• _Textauszug_
╔══

Trotz Sommerhandel gelang es, unter hohem Volumen einen Ausbruch aus der Tradingrange seit Mai zu orchestrieren. Zum Wochenschluß wurde dieses Handelssignal mit einem Handelsschluß auf Tageshöchstkurs bestätigt.

Ist dies der Beginn einer profunden Sommerrallye oder eine weitere Bullenfalle?

Anders ausgedrückt: Muss die neutrale bis skeptische Haltung zum Aktienmarkt angesichts der entfachten Dynamik zur Preisoberseite aufgegeben werden?

Die unmittelbare Vorgeschichte des Handelssignals ist aufschlußreich. Am 6. Juli sank der Index bei unterdurchschnittlichem Volumen (aber mit steigender Volatilität) auf 4.200. Am Folgetag stabilisierten sich die Preise unter hohem Volumen (Pfeil in der Abb. 1). Mit steigendem Volumen durchmaß der Index danach rasch die gesamte Tradingrange. Im Folgenden handelte der Eurostoxx-Index oberhalb der oberen Grenze der Tradingrange bis Anfang Juni. Der Ausbruch aus der ausgeweiteten Tradingrange wurde quasi durch den Ausbruch aus der alten Tradingrange vorbereitet. Charttechnisch ist dies ein sauberes Kaufsignal, das allerdings zur Unzeit generiert wird.

╚══

• _Aufgaben_
1 – Beantworte die folgenden Fragen zum Textauszug über den Eurostoxx-Index.
(a) Womit wurde das Handelssignal zum Wochenschluss bestätigt?
(b) Auf welchen Wert sank der Index am 6. Juli?
(c) Wie wird das Kaufsignal charttechnisch bewertet?
2 – Schreibe den Textauszug über den Eurostoxx-Index im Anschluss an seinen letzten Satz weiter.

• _Einträge_
╔══

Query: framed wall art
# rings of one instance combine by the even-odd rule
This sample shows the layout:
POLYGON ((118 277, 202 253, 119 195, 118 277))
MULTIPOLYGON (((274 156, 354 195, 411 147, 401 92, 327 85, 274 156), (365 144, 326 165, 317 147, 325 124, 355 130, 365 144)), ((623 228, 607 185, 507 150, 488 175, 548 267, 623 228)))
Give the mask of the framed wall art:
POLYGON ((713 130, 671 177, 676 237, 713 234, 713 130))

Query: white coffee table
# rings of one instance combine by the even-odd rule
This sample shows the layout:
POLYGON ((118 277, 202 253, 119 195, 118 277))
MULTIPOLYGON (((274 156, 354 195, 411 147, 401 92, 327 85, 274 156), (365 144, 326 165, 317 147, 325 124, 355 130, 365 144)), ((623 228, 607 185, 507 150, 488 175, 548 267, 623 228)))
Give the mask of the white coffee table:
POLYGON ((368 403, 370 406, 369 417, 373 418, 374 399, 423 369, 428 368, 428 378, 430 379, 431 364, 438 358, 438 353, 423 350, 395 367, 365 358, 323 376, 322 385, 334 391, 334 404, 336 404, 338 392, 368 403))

╚══

• _Lösungen_
1 –
(a) Mit einem Handelsschluss auf Tageshöchstkurs.
(b) Auf 4.200.
(c) Als sauberes Kaufsignal, das allerdings zur Unzeit generiert wird.

2 –
Dax mit neuem Allzeithoch

Zeitgleich zum Kaufsignal des EuroStoxx markierte der heimische DAX ein neues Allzeithoch. Deutsche Unternehmen waren noch nie so wertvoll, wie aktuell. Vorher war bekannt geworden, dass die deutsche Wirtschaft im letzten Quartal ein Nullwachstum hingelegt hatte, nach zwei Quartalen mit rückläufigem Wachstum. Spontan fragte sich Hieronymus , was die verbliebenen Marktteilnehmer wohl geraucht haben, daraus eine derartige Preisreaktion zu zaubern.

EZB-Bilanz schrumpft

Im Vorfeld des Zinsentscheids veröffentlichte die EZB ein Update ihrer QE-Anleihenbestände. Allein in der abgelaufenen Woche wurden Anleihen im Gegenwert von 18,6 Mrd. € fällig. Diese liefen aus und wurden nicht in der Bilanz ersetzt. Die Bilanzsumme beträgt immer noch 7,188 Trillionen Euro, mehr als die Hälfte des Bruttosozialprodukts der Eurozone. Der Gegenwert der Bilanzsumme kursiert als Liquidität im Gemeinsamen Markt. Dies ist offenbar immer noch ausreichend.

Die Volkwirtschaften verkraften nicht nur die Abschreibung der gestrandeten Assets in Russland, die Zusatzaufwendungen zur Finanzierung der Verteidigung der Ukraine und derzeit wenig produktive Investments in den Klimaschutz. Auch die schnellste und umfassendste Periode steigender Leitzinsen vermag die Konjunktur nicht auszubremsen.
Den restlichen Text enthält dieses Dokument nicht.